-- begin Provided data --
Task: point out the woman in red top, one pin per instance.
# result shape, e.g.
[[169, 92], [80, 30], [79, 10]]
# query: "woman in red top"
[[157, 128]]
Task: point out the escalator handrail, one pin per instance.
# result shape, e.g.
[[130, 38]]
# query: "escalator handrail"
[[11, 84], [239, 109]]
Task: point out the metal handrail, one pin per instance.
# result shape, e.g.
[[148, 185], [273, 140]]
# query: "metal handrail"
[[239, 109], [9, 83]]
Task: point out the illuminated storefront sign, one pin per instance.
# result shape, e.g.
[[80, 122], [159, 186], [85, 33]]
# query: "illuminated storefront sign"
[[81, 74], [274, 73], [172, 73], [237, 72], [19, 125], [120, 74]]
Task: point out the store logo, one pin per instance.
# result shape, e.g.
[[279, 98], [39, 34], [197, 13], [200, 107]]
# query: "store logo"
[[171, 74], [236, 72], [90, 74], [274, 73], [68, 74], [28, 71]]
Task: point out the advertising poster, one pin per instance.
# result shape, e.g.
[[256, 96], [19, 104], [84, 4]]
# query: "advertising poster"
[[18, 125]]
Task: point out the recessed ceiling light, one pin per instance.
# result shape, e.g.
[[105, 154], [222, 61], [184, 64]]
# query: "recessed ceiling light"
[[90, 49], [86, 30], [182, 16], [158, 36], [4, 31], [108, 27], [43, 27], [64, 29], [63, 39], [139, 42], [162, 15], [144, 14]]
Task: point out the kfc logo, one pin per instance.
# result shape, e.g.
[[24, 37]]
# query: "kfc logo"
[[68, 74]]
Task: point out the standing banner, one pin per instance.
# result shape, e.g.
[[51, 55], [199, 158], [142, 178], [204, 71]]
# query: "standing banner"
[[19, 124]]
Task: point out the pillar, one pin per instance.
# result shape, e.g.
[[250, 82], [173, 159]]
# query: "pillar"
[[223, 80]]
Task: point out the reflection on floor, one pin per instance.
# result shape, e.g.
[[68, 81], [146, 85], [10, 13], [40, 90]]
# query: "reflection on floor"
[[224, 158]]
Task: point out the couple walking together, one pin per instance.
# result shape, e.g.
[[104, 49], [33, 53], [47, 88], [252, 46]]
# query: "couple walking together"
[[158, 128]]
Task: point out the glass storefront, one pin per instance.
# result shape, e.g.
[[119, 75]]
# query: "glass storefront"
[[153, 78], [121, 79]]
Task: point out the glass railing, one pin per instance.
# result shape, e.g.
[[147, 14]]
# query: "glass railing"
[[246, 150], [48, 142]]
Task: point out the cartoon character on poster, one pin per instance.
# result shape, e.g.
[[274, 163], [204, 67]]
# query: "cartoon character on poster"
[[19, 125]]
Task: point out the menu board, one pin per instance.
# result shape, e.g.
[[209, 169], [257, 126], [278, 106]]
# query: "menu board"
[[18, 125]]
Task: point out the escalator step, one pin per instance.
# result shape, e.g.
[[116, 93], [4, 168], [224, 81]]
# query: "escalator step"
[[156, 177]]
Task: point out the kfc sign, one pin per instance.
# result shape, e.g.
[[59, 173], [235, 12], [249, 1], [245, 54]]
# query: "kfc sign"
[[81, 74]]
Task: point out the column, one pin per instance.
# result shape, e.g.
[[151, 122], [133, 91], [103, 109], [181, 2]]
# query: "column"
-- end Provided data --
▶ To be done
Can you rewrite these lines with "one pin per instance" replaced by "one point per instance" everywhere it occurs, leaving everything else the same?

▶ Response to the exercise
Task: point out the woman in red top, one point per instance.
# result shape, e.g.
[[169, 92], [80, 30], [79, 10]]
# query: "woman in red top"
[[157, 128]]
Task: point out the escalator handrail, one point per instance.
# result shape, e.g.
[[130, 38]]
# query: "escalator handrail"
[[11, 84], [239, 109]]
Task: point out the metal handrail, one point per instance.
# result shape, e.g.
[[148, 185], [273, 140]]
# query: "metal handrail"
[[239, 109], [9, 83]]
Task: point out the illuminated storefront sign, one point per instance.
# result shape, e.g.
[[80, 122], [159, 186], [85, 33]]
# query: "illuminated storefront sign"
[[81, 74], [274, 73], [172, 73], [237, 72], [19, 125], [120, 74]]
Task: point out the store logo, one point per instance.
# result shape, e.g.
[[279, 98], [39, 34], [197, 13], [200, 107]]
# query: "store logo"
[[171, 74], [236, 72], [90, 74], [274, 73], [68, 74], [28, 71]]
Task: point out the advertising poster, one point per instance.
# result shape, e.g.
[[256, 96], [19, 104], [84, 4]]
# query: "advertising poster"
[[18, 125]]
Task: point out the recessed ceiling light, one point per instance.
# result shape, e.g.
[[105, 154], [222, 61], [184, 64]]
# query: "recessed ceiling light"
[[90, 49], [86, 30], [182, 16], [158, 36], [4, 31], [108, 27], [43, 27], [64, 29], [63, 39], [139, 42], [162, 15], [144, 14]]
Task: point out the kfc logo, one point per instance.
# result shape, e.g.
[[24, 37]]
# query: "kfc logo"
[[68, 74]]
Task: point out the standing banner, one point per instance.
# result shape, e.g.
[[51, 55], [199, 158], [142, 178], [204, 71]]
# query: "standing banner"
[[19, 124]]
Task: point out the pillar, one point per instance.
# result shape, e.g.
[[250, 82], [173, 159]]
# query: "pillar"
[[223, 80]]
Task: point out the reflection on floor, one point per instance.
# result shape, e.g.
[[68, 81], [146, 85], [10, 13], [40, 90]]
# query: "reflection on floor"
[[224, 158]]
Task: point out the couple walking together, one point per instance.
# result shape, e.g.
[[104, 49], [33, 53], [47, 88], [252, 46]]
# query: "couple walking together"
[[158, 128]]
Task: point out the glass storefront, one point per instance.
# result shape, e.g.
[[119, 75]]
# query: "glass storefront"
[[153, 78], [121, 79]]
Task: point out the glass railing, one point per instance.
# result shape, e.g.
[[147, 14]]
# query: "glass railing"
[[246, 150], [48, 142]]
Task: point out the cartoon character on poster, one point per instance.
# result shape, e.g.
[[274, 163], [204, 67]]
# query: "cartoon character on poster"
[[19, 125]]
Task: point out the menu board, one point per instance.
# result shape, e.g.
[[209, 169], [257, 126], [278, 106]]
# query: "menu board"
[[18, 125]]
Task: point out the escalator step, one point per instance.
# result shape, e.g.
[[116, 93], [4, 168], [224, 81]]
# query: "escalator step"
[[156, 177]]
Task: point out the kfc sign, one point per instance.
# result shape, e.g.
[[59, 173], [235, 12], [249, 1], [245, 54]]
# query: "kfc sign"
[[81, 74]]
Task: point out the column, one point per instance.
# result shape, e.g.
[[151, 122], [133, 91], [103, 109], [181, 2]]
# query: "column"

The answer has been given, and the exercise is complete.